DIRECTIONS FOR THIS TASK - Count the lines in the records below that contain the string "plastic". Reply with that number only.

──────

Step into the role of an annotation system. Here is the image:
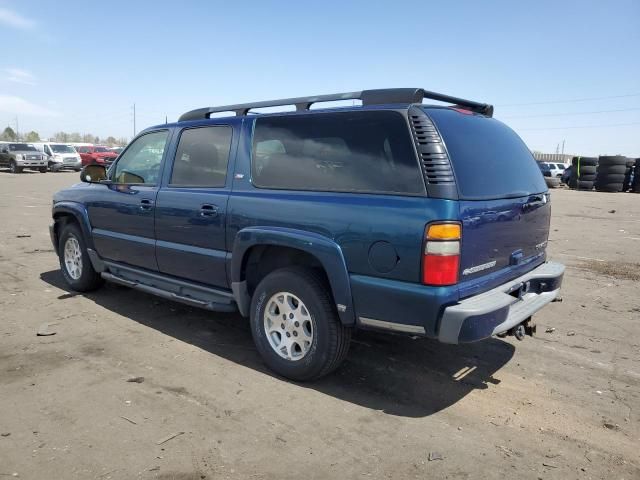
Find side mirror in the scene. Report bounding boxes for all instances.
[80,164,107,183]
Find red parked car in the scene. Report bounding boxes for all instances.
[76,145,118,167]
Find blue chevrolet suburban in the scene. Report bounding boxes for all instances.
[50,88,564,381]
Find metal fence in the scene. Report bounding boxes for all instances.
[533,152,573,163]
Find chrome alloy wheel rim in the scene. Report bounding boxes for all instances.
[264,292,314,362]
[64,237,82,280]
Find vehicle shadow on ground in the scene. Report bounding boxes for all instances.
[40,270,515,417]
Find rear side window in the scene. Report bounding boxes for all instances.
[252,111,424,194]
[425,108,548,200]
[169,126,232,187]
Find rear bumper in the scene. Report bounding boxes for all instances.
[438,262,564,343]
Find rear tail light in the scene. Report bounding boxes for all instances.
[422,222,462,286]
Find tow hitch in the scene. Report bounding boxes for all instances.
[498,317,536,341]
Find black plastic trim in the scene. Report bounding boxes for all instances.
[408,106,458,200]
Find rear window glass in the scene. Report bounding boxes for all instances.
[425,108,547,200]
[252,111,424,194]
[170,126,231,187]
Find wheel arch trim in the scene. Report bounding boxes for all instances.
[230,226,355,325]
[52,202,94,253]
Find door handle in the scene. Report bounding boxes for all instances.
[140,198,153,210]
[200,203,218,217]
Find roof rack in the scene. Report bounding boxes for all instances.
[178,88,493,122]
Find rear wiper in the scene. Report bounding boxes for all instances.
[501,191,531,198]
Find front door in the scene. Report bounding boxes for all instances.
[156,125,233,288]
[87,130,169,270]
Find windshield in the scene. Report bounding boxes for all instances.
[51,145,76,153]
[9,143,37,152]
[425,108,549,200]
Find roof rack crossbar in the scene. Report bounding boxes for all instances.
[178,88,493,122]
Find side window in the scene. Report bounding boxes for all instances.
[169,126,232,187]
[251,111,424,194]
[112,130,169,185]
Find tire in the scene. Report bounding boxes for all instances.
[596,173,626,183]
[598,155,627,166]
[58,223,103,292]
[578,173,596,182]
[9,160,23,173]
[596,183,622,192]
[580,165,598,176]
[598,165,628,175]
[251,267,351,381]
[571,157,598,168]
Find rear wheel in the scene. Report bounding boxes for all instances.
[251,267,351,381]
[58,223,103,292]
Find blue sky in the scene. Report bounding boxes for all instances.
[0,0,640,156]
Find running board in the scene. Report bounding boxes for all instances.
[100,262,238,312]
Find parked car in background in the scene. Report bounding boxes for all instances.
[0,142,47,173]
[537,162,552,177]
[76,145,118,166]
[560,165,573,185]
[33,142,82,172]
[50,89,564,380]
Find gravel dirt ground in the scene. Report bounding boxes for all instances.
[0,171,640,480]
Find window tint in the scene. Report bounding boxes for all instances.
[170,126,232,187]
[425,108,549,200]
[112,130,168,184]
[252,111,424,194]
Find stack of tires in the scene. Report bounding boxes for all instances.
[595,155,630,192]
[622,158,636,192]
[569,157,598,190]
[631,158,640,193]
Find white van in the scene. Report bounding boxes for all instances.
[33,142,82,172]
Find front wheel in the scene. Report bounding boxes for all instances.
[251,267,351,381]
[9,160,22,173]
[58,223,103,292]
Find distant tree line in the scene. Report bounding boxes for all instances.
[0,127,128,146]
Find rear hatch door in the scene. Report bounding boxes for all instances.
[425,108,551,288]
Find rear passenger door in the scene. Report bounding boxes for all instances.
[156,125,233,288]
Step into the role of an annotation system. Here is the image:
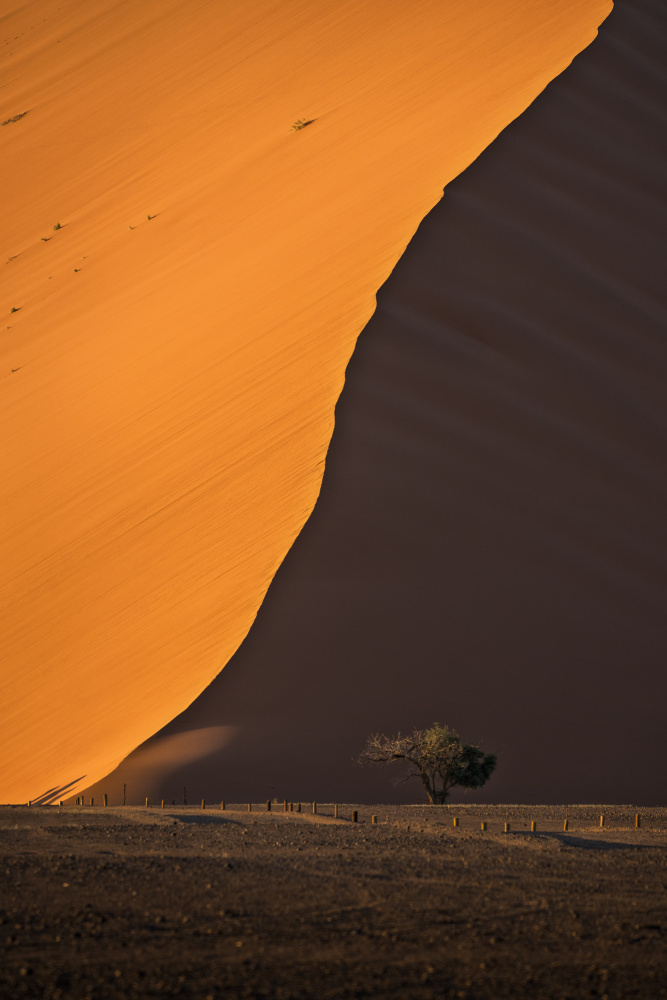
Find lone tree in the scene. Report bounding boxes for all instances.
[359,722,498,805]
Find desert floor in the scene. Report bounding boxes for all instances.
[0,804,667,1000]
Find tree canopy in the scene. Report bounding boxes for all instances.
[359,722,498,805]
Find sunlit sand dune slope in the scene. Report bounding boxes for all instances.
[98,0,667,803]
[0,0,611,800]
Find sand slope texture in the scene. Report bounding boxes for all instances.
[0,0,611,801]
[94,0,667,804]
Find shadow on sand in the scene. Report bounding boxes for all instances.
[524,831,664,851]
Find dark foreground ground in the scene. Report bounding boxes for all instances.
[0,805,667,1000]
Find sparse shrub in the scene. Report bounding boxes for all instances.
[359,722,498,805]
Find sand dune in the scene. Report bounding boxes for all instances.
[0,0,611,800]
[91,0,667,803]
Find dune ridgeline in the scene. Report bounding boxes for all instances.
[0,0,612,801]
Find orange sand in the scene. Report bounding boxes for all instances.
[0,0,612,801]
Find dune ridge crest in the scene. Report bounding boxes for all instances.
[0,0,612,801]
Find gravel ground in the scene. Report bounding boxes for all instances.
[0,804,667,1000]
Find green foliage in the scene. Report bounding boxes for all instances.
[359,722,498,804]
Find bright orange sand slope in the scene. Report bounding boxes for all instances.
[0,0,611,801]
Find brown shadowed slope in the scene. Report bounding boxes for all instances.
[90,0,667,802]
[0,0,611,801]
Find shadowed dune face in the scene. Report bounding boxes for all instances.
[92,0,667,803]
[0,0,611,801]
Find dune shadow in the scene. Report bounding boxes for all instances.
[32,774,86,806]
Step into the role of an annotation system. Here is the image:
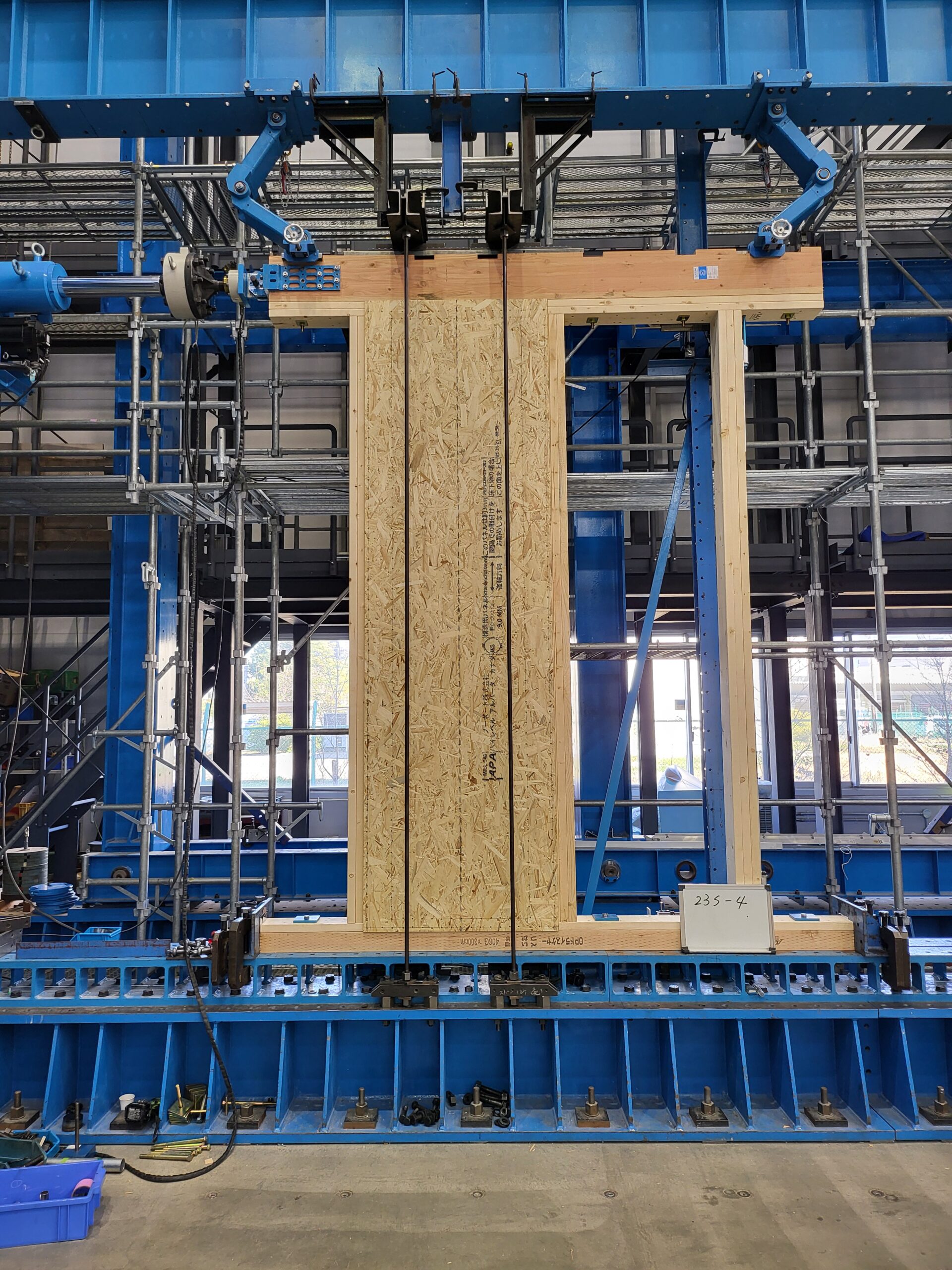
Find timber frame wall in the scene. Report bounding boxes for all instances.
[263,249,852,951]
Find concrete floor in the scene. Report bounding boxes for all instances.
[7,1143,952,1270]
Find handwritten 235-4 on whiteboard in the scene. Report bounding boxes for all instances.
[679,883,775,952]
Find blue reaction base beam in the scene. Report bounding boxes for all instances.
[0,941,952,1149]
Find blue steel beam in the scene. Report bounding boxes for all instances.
[0,0,952,137]
[71,838,952,921]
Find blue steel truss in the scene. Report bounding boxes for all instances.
[0,0,952,137]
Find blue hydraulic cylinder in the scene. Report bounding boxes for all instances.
[102,141,181,851]
[0,256,71,321]
[688,348,731,883]
[565,326,631,838]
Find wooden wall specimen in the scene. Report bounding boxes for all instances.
[349,300,574,931]
[270,250,828,951]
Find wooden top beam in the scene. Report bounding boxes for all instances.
[270,248,823,325]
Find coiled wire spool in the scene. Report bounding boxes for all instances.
[2,847,50,899]
[29,882,79,917]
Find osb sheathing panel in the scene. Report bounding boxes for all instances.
[352,300,574,931]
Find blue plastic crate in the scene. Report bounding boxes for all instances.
[70,926,122,944]
[0,1159,105,1248]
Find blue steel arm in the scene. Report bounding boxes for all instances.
[226,111,321,264]
[744,93,836,256]
[581,440,691,917]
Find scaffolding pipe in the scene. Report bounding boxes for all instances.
[853,126,906,926]
[172,519,193,940]
[229,489,247,917]
[268,326,284,458]
[128,137,146,503]
[136,477,159,940]
[802,321,839,908]
[264,515,281,896]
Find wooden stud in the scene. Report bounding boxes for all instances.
[711,309,762,885]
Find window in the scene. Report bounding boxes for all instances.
[308,639,351,789]
[838,634,952,785]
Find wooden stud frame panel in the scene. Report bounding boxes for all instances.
[272,252,828,951]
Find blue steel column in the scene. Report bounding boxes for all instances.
[565,326,631,838]
[102,141,180,851]
[688,335,730,883]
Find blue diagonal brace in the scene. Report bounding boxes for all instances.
[581,440,691,917]
[734,72,836,256]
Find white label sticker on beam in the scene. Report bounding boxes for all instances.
[679,883,775,952]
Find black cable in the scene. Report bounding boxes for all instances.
[0,564,33,863]
[503,226,518,978]
[95,330,238,1182]
[404,226,410,983]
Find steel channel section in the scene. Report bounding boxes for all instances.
[0,941,952,1144]
[565,326,631,838]
[102,141,181,851]
[0,0,950,136]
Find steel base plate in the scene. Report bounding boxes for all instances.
[688,1102,727,1129]
[803,1106,849,1129]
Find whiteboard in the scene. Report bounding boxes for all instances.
[679,883,775,952]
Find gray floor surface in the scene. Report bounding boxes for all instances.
[0,1143,952,1270]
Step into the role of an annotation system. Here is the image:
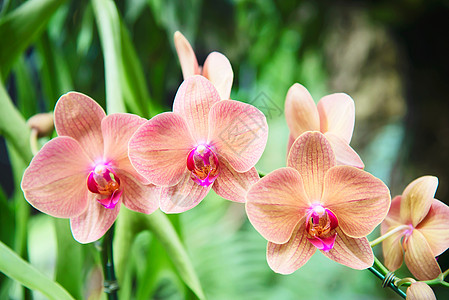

──────

EXERCISE ANSWER - 2